**待辦任務**:
a. 把閱讀文字裡從“那年我十二歲,剛上初中,爲了”一直到“苦,不會體會出父親那麼愛我。”的全部內容,一字不改地重新打出來。
b. 對照閱讀文字,判斷下面三個說法對不對,每項答「是」或「否」,並照抄原文中能斷定的字句:(i)作者十二歲那年剛上初中;(ii)作者在市內讀書時每週都能回家;(iii)父親是坐車到學校送米的。

**閱讀文字**:
========================

其實他們不知道,我對《背影》有一種特別的情愫。多少年過去了,它一直在我的心中,歷久彌新。輕易不敢去觸摸,終於在這一刻,開泄了記憶的閘門。

那年我十二歲,剛上初中,爲了讓我接受更好的教育,父親把我從故鄉小鎮轉學去了離家四十餘里的市內。記得那時候經常補課,三週才能回家一次。而且在學校吃飯要有飯票(一種學校特製的卡片,上面面額有一兩、二兩、三兩、半斤不等。這種票要從自家帶米來換),父親便隔三差五來學校爲我送米。

那時候,條件差,沒有車,父親每次只能騎着自行車從四十里開外的小鎮來。如果不是那一次的同行,如果不是那一道背影,我永遠不會知道父親爲我付出那麼多,不會知道父親那麼辛苦,不會體會出父親那麼愛我。

========================

**記錄資料**:
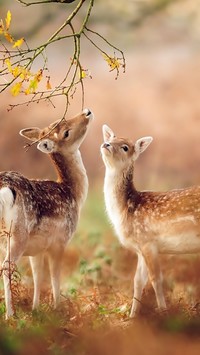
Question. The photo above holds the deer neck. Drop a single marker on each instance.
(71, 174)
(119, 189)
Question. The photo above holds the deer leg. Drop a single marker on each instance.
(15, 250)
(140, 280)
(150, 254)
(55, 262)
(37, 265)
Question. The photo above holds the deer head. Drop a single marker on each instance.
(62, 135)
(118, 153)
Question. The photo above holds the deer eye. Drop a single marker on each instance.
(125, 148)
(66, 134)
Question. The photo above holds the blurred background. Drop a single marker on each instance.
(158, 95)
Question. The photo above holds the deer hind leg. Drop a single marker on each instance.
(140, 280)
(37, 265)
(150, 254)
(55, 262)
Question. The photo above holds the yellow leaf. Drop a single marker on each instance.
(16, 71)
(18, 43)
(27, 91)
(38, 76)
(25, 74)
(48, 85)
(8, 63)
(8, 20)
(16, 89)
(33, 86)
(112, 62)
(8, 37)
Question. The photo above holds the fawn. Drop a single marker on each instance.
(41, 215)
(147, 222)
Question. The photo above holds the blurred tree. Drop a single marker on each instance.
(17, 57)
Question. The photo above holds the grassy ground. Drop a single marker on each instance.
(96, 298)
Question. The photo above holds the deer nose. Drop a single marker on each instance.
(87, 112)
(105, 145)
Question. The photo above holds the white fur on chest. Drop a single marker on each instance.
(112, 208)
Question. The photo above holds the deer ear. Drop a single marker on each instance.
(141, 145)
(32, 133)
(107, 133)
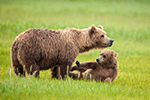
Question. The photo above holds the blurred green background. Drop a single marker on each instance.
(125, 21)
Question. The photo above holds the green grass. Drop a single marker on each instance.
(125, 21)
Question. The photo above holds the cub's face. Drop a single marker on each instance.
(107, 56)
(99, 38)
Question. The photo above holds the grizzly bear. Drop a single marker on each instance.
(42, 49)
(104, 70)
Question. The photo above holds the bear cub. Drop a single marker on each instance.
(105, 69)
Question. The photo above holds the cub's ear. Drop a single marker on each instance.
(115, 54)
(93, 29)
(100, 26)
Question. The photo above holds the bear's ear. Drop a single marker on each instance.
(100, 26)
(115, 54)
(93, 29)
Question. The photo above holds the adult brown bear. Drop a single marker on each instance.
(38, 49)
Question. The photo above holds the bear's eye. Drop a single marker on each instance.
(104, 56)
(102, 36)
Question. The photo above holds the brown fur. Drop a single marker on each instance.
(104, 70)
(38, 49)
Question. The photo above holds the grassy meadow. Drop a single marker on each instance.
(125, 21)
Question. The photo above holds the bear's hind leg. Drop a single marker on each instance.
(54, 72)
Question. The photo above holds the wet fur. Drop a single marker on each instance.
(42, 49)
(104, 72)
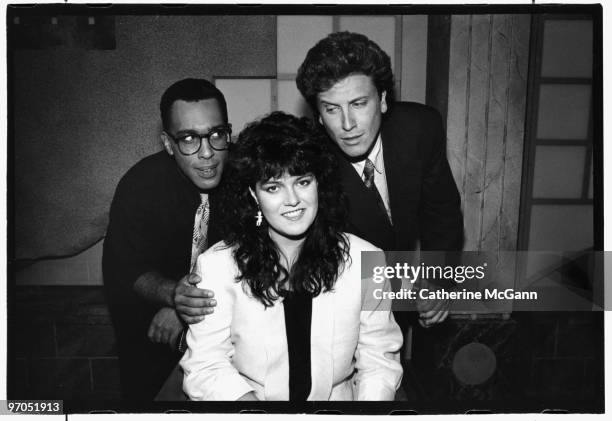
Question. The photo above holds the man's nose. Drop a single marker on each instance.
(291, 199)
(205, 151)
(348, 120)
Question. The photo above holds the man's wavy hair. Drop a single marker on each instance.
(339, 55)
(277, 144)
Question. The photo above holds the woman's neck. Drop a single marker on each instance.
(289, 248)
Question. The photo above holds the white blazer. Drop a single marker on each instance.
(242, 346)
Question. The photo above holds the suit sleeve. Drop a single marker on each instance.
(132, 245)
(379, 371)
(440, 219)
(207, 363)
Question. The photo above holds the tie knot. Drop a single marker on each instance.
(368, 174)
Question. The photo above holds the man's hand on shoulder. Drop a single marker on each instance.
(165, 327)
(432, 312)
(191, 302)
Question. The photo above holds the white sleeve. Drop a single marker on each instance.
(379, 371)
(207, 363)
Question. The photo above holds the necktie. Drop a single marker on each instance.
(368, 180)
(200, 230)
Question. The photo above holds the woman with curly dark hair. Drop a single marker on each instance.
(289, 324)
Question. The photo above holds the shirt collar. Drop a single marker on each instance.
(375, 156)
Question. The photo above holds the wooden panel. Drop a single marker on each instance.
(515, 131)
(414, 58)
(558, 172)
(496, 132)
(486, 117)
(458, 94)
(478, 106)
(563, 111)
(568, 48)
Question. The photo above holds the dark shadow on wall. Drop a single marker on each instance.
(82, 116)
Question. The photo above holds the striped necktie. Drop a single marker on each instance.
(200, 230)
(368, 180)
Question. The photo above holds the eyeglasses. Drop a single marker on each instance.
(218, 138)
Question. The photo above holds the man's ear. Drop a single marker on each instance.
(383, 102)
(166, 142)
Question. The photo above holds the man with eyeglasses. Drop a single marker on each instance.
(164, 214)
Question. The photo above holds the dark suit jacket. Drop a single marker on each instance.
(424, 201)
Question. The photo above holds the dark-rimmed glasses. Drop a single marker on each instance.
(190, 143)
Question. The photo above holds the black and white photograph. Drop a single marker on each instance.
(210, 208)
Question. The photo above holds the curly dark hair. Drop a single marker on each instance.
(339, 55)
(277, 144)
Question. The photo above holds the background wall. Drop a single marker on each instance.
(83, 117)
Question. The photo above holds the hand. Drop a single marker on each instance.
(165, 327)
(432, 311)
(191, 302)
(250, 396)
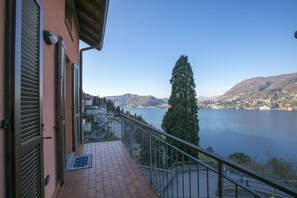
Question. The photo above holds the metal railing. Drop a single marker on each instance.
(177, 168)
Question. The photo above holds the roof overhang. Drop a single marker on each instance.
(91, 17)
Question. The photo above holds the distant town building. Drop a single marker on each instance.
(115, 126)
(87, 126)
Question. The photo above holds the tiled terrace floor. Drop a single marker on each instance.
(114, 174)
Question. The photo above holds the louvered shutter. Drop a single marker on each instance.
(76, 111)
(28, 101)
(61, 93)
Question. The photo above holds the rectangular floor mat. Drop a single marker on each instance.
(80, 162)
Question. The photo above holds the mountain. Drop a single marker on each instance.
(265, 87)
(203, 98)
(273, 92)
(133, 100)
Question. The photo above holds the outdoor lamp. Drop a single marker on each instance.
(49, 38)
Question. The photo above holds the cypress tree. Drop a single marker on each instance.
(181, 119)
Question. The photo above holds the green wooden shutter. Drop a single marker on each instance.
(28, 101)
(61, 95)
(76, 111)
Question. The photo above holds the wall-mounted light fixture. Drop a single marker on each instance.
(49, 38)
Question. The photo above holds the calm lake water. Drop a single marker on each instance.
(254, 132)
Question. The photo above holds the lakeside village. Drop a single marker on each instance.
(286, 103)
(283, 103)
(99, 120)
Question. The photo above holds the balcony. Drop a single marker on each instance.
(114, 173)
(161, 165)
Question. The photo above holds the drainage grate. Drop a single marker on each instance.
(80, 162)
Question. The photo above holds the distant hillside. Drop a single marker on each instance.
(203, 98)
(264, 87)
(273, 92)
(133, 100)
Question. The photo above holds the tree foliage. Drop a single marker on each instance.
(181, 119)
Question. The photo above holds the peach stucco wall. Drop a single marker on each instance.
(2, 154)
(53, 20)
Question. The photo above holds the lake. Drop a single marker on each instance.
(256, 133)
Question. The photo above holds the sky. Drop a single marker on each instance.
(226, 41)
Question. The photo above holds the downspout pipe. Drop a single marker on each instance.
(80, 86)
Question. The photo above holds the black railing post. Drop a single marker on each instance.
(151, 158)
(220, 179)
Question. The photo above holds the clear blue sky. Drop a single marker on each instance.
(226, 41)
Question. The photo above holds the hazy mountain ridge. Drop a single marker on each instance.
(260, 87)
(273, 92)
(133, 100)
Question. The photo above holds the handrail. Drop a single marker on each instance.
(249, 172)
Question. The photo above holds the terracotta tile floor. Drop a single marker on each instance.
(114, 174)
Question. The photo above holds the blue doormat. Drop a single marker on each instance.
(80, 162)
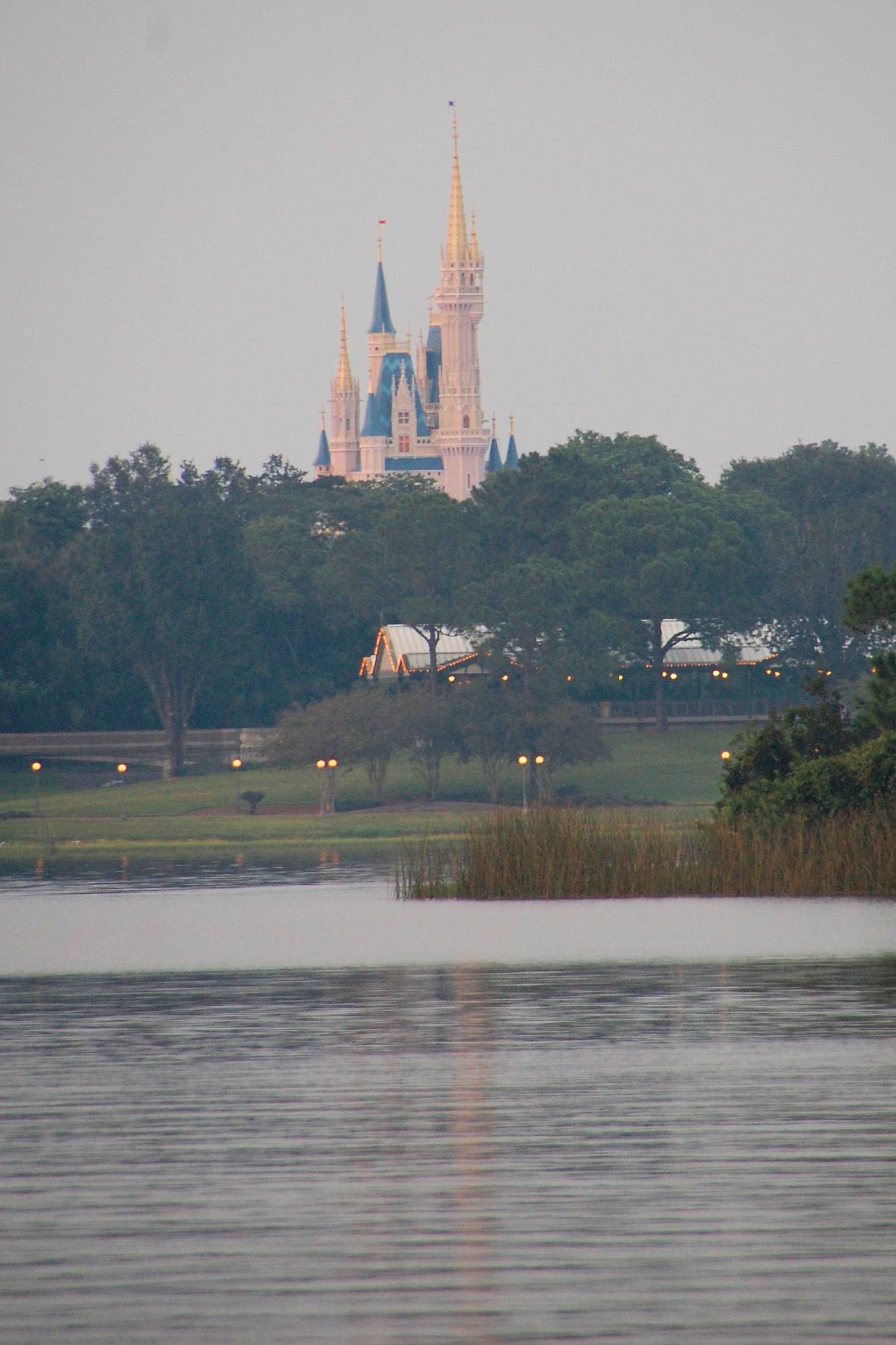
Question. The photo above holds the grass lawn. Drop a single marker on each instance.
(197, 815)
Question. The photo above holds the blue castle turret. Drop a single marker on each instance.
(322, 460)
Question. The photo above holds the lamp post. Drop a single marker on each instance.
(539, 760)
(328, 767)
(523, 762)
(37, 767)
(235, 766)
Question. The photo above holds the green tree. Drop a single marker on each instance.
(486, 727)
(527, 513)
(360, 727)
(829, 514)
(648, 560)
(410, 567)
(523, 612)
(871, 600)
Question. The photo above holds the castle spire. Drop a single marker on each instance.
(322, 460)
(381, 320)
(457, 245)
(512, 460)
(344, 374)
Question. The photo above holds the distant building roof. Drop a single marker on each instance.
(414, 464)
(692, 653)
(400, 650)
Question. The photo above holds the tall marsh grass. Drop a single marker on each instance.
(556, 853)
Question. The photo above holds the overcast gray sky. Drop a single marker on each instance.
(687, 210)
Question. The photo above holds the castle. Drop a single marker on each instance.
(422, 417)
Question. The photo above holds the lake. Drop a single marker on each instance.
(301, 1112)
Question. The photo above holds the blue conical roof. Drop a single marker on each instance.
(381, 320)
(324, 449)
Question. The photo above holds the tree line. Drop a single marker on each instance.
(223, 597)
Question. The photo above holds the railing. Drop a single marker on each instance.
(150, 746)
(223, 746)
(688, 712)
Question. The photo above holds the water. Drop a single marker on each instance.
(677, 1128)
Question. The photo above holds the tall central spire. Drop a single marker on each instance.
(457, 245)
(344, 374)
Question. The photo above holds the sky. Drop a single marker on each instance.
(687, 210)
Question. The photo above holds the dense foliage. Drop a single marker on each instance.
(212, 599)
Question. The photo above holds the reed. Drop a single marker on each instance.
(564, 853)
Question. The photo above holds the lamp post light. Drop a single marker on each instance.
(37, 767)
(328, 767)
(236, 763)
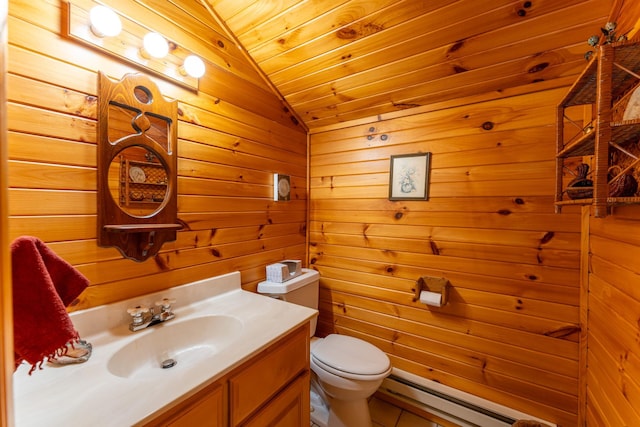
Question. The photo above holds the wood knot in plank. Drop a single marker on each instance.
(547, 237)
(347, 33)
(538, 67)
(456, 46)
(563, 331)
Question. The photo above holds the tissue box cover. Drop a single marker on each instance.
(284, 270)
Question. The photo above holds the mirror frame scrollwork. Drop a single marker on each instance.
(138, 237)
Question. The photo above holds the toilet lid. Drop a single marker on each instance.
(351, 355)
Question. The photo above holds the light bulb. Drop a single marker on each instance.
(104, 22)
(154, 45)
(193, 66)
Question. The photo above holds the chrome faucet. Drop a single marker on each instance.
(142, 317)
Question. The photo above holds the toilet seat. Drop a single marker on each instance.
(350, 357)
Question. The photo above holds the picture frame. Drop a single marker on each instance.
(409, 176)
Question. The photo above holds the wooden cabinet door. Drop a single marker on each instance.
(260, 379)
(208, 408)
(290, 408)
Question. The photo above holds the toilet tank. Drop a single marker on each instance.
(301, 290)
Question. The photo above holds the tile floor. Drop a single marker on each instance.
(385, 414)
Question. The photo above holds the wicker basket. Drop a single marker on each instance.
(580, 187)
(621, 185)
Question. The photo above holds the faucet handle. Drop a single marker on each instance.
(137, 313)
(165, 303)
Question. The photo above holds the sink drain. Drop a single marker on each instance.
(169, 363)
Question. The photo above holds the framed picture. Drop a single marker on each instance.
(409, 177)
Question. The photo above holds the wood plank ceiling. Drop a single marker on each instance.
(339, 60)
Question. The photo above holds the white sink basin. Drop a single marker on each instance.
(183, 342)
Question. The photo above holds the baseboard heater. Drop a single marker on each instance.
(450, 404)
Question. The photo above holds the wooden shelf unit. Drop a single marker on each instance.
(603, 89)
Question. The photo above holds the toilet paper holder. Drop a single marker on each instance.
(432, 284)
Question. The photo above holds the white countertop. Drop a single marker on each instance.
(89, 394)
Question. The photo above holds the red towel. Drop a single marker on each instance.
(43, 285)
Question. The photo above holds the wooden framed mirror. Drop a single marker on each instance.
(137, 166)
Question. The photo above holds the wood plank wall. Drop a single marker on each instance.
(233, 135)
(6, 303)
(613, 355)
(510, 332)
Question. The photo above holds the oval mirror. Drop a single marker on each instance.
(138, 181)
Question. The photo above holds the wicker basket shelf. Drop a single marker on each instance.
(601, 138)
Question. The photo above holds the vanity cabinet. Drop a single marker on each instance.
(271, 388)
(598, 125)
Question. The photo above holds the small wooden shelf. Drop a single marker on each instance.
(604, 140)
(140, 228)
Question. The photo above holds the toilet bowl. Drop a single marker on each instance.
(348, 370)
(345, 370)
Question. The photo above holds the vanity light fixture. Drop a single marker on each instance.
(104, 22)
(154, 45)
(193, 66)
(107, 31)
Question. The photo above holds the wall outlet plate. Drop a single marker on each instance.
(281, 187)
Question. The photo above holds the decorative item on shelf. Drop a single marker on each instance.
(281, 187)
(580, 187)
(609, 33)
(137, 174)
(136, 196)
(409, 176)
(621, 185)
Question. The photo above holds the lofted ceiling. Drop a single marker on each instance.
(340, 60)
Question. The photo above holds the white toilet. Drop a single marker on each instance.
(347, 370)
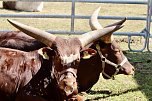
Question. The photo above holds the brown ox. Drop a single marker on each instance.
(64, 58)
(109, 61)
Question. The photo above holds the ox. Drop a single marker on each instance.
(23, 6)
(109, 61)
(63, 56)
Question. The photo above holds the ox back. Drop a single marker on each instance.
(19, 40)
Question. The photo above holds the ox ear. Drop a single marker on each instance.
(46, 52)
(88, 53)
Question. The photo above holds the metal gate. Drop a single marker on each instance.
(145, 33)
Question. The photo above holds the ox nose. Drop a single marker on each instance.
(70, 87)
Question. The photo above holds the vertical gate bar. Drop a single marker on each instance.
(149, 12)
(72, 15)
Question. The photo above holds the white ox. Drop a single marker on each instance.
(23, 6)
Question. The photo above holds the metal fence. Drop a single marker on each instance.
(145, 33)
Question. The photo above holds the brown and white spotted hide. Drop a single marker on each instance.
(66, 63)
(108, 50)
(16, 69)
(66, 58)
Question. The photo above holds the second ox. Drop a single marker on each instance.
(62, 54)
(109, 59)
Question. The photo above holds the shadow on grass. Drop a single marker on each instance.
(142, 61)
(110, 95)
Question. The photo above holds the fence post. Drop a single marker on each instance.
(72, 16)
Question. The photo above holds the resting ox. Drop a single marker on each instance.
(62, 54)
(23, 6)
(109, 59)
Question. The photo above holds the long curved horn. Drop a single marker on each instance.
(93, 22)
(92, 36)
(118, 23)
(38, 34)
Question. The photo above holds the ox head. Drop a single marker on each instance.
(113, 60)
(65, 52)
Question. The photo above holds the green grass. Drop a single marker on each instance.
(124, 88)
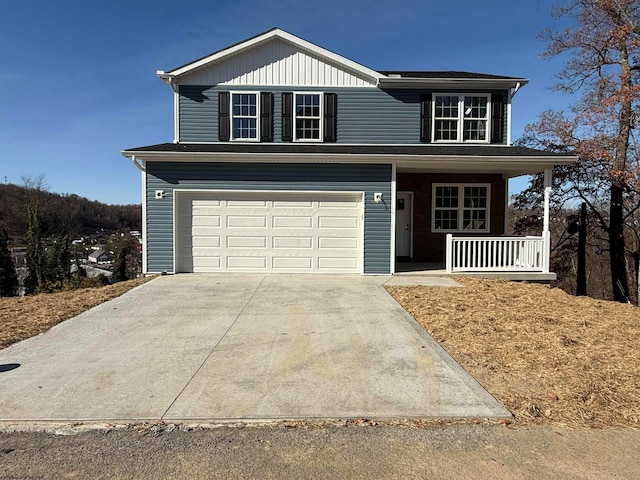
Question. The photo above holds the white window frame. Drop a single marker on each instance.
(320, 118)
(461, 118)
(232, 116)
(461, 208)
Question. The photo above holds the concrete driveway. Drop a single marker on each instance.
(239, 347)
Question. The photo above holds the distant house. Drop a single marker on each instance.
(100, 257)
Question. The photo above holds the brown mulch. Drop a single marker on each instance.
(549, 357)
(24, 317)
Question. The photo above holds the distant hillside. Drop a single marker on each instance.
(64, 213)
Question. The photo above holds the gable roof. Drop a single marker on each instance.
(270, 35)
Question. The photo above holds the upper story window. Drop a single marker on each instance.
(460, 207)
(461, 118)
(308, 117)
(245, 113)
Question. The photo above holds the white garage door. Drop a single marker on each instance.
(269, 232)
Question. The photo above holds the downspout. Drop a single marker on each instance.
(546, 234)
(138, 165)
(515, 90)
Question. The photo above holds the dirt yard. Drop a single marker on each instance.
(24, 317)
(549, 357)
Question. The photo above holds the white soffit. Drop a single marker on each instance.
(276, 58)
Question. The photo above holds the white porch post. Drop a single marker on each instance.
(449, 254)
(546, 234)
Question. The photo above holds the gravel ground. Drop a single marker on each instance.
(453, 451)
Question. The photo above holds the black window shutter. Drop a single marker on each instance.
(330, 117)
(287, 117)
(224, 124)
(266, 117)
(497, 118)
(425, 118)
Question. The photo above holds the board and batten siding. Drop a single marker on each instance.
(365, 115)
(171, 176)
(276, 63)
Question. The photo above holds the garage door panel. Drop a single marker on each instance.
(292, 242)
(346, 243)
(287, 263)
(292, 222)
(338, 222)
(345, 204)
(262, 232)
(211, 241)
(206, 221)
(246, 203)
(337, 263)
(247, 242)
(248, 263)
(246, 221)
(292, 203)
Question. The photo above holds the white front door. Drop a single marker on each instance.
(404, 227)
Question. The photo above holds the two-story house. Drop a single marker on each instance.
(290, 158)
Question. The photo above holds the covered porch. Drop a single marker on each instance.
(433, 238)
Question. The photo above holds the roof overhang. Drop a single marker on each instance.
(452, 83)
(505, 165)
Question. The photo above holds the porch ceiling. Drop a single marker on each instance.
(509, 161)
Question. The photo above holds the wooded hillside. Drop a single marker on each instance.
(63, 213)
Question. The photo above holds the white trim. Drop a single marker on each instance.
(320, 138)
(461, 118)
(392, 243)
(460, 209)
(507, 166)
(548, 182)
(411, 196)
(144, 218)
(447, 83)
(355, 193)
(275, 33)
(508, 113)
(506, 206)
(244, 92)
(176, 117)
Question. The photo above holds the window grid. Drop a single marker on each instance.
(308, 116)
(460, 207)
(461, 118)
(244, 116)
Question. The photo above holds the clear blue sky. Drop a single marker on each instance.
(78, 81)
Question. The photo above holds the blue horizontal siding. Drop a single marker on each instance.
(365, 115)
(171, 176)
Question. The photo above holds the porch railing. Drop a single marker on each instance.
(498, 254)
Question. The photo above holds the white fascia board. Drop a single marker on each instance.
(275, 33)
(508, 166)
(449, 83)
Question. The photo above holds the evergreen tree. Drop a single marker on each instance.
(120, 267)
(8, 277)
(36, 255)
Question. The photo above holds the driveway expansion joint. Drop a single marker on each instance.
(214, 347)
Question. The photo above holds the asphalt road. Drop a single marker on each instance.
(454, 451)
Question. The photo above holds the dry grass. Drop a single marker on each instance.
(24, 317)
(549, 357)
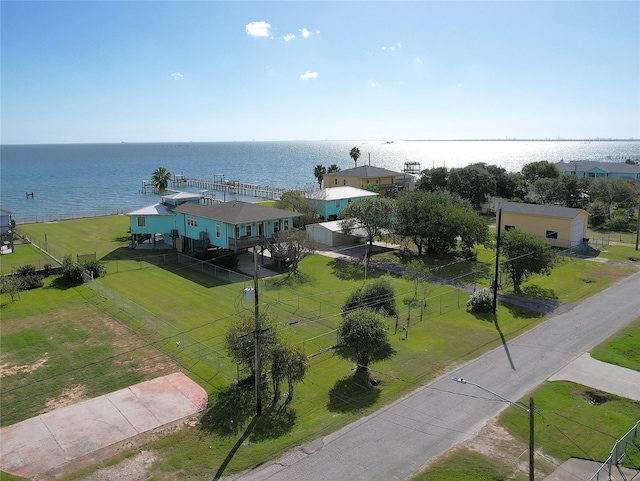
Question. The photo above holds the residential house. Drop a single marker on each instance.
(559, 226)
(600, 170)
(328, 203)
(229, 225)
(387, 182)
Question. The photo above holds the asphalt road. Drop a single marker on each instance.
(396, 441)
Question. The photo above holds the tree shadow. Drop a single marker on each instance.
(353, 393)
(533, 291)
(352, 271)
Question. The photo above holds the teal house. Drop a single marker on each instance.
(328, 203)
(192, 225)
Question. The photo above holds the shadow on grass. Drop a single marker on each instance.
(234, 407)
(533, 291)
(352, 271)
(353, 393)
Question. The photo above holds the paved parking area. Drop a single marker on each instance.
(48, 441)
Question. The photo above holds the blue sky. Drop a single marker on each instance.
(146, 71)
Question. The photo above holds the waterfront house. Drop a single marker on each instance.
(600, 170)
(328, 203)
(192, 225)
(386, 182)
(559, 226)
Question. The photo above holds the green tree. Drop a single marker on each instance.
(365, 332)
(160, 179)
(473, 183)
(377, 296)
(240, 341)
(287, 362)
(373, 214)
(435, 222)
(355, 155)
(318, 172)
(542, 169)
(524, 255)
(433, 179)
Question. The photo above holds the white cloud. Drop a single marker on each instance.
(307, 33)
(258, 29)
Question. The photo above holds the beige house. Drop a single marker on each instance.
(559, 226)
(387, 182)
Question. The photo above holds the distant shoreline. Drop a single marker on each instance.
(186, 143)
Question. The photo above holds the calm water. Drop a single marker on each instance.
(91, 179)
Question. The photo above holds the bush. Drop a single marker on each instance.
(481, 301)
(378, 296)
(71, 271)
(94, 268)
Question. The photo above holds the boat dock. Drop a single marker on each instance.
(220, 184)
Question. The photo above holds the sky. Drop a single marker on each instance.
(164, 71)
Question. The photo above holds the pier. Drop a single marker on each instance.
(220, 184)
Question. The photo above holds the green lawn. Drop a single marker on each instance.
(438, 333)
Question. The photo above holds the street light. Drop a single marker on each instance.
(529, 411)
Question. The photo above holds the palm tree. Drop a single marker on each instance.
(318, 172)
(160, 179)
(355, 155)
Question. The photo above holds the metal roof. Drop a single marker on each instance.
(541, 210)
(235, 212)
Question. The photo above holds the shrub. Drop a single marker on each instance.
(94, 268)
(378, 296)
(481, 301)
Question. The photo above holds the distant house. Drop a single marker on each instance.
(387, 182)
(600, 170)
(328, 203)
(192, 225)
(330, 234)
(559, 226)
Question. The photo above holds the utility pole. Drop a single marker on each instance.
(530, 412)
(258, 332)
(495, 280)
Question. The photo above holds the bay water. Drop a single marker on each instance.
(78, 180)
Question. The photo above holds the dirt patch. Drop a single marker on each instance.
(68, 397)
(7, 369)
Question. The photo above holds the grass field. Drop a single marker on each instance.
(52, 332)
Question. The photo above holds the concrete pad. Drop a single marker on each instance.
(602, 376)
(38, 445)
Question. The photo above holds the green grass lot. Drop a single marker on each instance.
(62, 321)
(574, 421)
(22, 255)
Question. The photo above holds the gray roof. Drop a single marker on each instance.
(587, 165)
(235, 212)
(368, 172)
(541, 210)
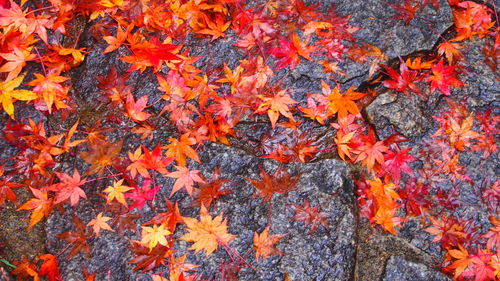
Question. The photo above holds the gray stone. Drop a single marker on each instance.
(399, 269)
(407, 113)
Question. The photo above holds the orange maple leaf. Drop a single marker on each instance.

========================

**任務結果**:
a.
那年我十二歲,剛上初中,爲了讓我接受更好的教育,父親把我從故鄉小鎮轉學去了離家四十餘里的市內。記得那時候經常補課,三週才能回家一次。而且在學校吃飯要有飯票(一種學校特製的卡片,上面面額有一兩、二兩、三兩、半斤不等。這種票要從自家帶米來換),父親便隔三差五來學校爲我送米。

那時候,條件差,沒有車,父親每次只能騎着自行車從四十里開外的小鎮來。如果不是那一次的同行,如果不是那一道背影,我永遠不會知道父親爲我付出那麼多,不會知道父親那麼辛苦,不會體會出父親那麼愛我。

b.
(i)是:「那年我十二歲,剛上初中」
(ii)否:「三週才能回家一次」
(iii)否:「沒有車,父親每次只能騎着自行車從四十里開外的小鎮來」